Texto del documento —
- - -

Lírica e ironía
T. S. Eliot
Viernes 22 de julio de 2016
Miguel Ángel Petrecca, poeta, traductor, editor en Gog y Magog y librero en París (Cien Fuegos) será el curador de la poesía del blog durante un mes. Un lujo. Arranca su serie con T. S. Eliot y su "Retrato de una dama".
Por Miguel Ángel Petrecca.
Las discusiones acerca de la lírica tienen un aspecto frustrante, en mi experiencia, porque a mitad de la conversación las personas suelen descubrir que han estado hablando de cosas totalmente diferentes. La otra mitad de la conversación, por lo tanto, se dedican a tratar de entender de qué habla cada uno. “Lírica” es realmente un término escurridizo: a veces, funciona simplemente como sinónimo del género poesía; a veces, como un tipo específico de poesía; a veces, de una manera más borrosa, como sinónimo de un impulso, de un estilo, de una intensidad, de una poesía asociada a la emoción (ya sea como efecto de lectura o como actitud del yo lírico). Tal vez es en ese sentido que se habla de “momentos líricos”. Si es verdad que la lírica pura ha muerto, lo que quedaría son esos momentos, enmarcados con frecuencia en un discurso irónico. En una de las acepciones posibles de la palabra “lírica” (que suele implicar una visión encantada del mundo), la ironía es la verdadera némesis de la lírica: es la pasión del desencanto, y su rol consiste en volver químicamente tolerable la lírica, creando un lirismo ironizado. En otros casos, sin embargo, la ironía misma se vuelve lírica. En los cuatro poemas que seleccioné hay ironía, y hay también lírica, en alguna o en varias de sus acepciones.

- - -

Datos proporcionados —
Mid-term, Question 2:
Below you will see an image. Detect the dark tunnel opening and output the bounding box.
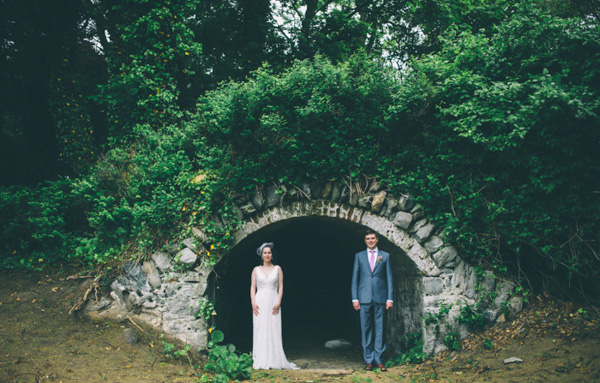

- - -

Lista de tareas —
a) Responde estas preguntas sobre el texto sobre lírica e ironía:
(i) ¿Con qué poema de T. S. Eliot arranca Petrecca su serie?
(ii) ¿Durante cuánto tiempo será Petrecca el curador de la poesía del blog?
(iii) ¿Qué nombre recibe la ironía en relación con la lírica, según una de las acepciones posibles de la palabra "lírica"?
b) Retoma el texto sobre lírica e ironía y continúalo a partir de su última oración.
El material es independiente del texto sobre lírica e ironía.

Respuestas —
a)
(i) Con "Retrato de una dama".
(ii) Durante un mes.
(iii) La verdadera némesis de la lírica.

b)
En Retrato de una dama, el primero de la serie, ambas se combinan de una manera muy extraña. Tras la ironía que domina el poema desde su mismo epígrafe, el fantasma de la lírica se va insinuando ambiguamente en el fondo, a través de las descripciones esbozadas de la ciudad, de los crepúsculos humosos y de todo lo no dicho y sugerido; o salta de repente en versos como “Conservo mi aire impasible,/salvo cuando un organillero, mecánico y cansado,/reitera alguna gastada canción vulgar/ entre el aroma a jacintos del jardín,/evocando cosas que otros han deseado.” Leí Retrato de una dama, de T.S. Eliot, hace muchos años, en una de las clases de literatura norteamericana del genial Costa Picazo (¡qué lujo!). Nunca me pude olvidar de la imagen de un hombre subiendo en la oscuridad por una escalera caracol.
Retrato de una dama
Has cometido
fornicación en otro país
y además la muchacha ha muerto
Marlowe: “El judío de Malta”
1
Entre el humo y la niebla de una tarde de diciembre
usted logra que la escena se prepare por sí sola —como ha de parecer—
con “He reservado esta tarde para usted”;
y cuatro velas de cera en el cuarto en penumbra,
cuatro anillos de luz en el cielorraso,
un atmósfera de tumba de Julieta
para las cosas que se digan o quedarán sin ser dichas.
Hemos estado oyendo, digamos, al polaco de moda
que transmite los Preludios a través del pelo y las yemas de los dedos.
“Tan íntimo, este Chopin, que creo que su alma
debería resucitar sólo entre amigos,
dos o tres, que no toquen la flor
que se estruja y se cuestiona en la sala de concierto.”
— Y así la conversación fluye
entre veleidades y tristezas cuidadosamente reprimidas
a través de sones de violines atenuados
mezclados con remotas cornetas,
y empieza.
“No sabe cuánto significan para mí los amigos,
y cuán raro, cuán extraño es encontrar
en una vida hecha de tantas, tantas cosas dispares
(porque en verdad no me gusta la vida... ¿lo sabía? ¡No está ciego!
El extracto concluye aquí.